[Lesetext]:
An den Hochwürdigen Pater Jos Wouters
Generalabt der Prämonstratenser-Regularkanoniker

Ich habe die freudige Nachricht erhalten, dass Sie ein Jubiläum ausgerufen haben, um das 900-jährige Bestehen der Abtei von Prémontré durch das Wirken des heiligen Norbert und die Geburtsstunde der ersten Gemeinschaft zu feiern, aus der der Orden der Prämonstratenser-Chorherren entstanden ist.

[Aufgabenstellung]: Stimmen diese Aussagen mit dem Lesetext überein? Antworte zu jeder mit Ja oder Nein und zitiere die entscheidenden Worte wörtlich. 1. Gefeiert wird das 900-jährige Bestehen der Abtei von Prémontré. 2. Das Jubiläum wurde vom heiligen Norbert ausgerufen. 3. Der Brief richtet sich an den Generalabt der Prämonstratenser-Regularkanoniker.

[Datenauszug]:
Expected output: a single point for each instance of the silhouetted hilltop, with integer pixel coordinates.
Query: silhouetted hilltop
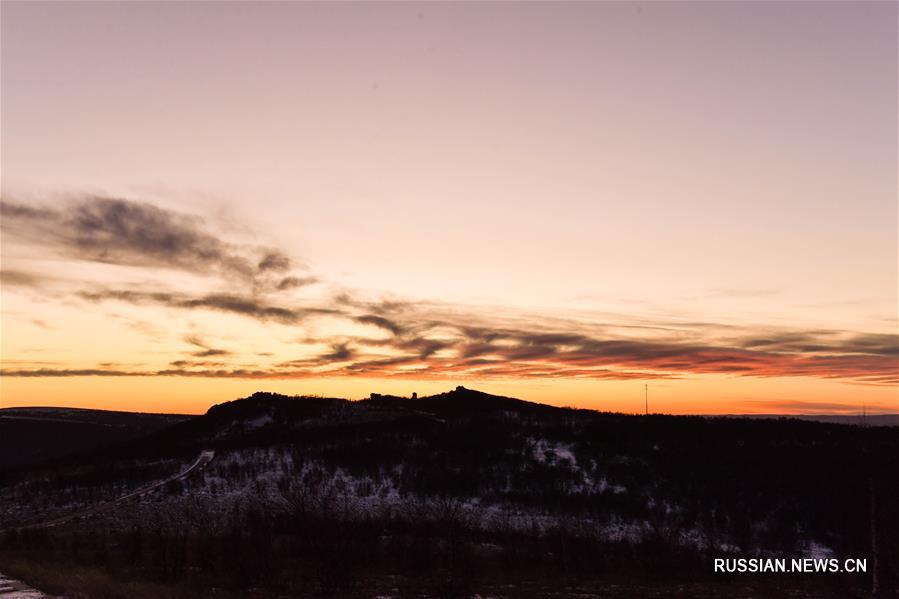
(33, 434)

...

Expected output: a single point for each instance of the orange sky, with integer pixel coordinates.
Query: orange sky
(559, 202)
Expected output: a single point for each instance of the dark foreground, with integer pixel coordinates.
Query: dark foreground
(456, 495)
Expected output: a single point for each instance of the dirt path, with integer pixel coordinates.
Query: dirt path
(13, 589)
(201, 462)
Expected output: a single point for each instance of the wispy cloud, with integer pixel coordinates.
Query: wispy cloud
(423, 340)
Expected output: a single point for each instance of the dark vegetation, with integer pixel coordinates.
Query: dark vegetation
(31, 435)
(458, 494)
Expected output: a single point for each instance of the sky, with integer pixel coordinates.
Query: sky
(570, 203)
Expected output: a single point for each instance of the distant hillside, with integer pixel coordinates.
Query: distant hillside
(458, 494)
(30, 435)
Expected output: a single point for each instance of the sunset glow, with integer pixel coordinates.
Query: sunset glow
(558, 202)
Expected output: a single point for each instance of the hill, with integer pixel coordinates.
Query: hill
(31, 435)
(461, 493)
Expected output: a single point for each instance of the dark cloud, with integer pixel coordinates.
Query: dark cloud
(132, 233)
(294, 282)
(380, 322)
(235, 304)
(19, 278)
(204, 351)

[Fertige Lösung]:
1. Ja: „um das 900-jährige Bestehen der Abtei von Prémontré"
2. Nein: „dass Sie ein Jubiläum ausgerufen haben"
3. Ja: „Generalabt der Prämonstratenser-Regularkanoniker"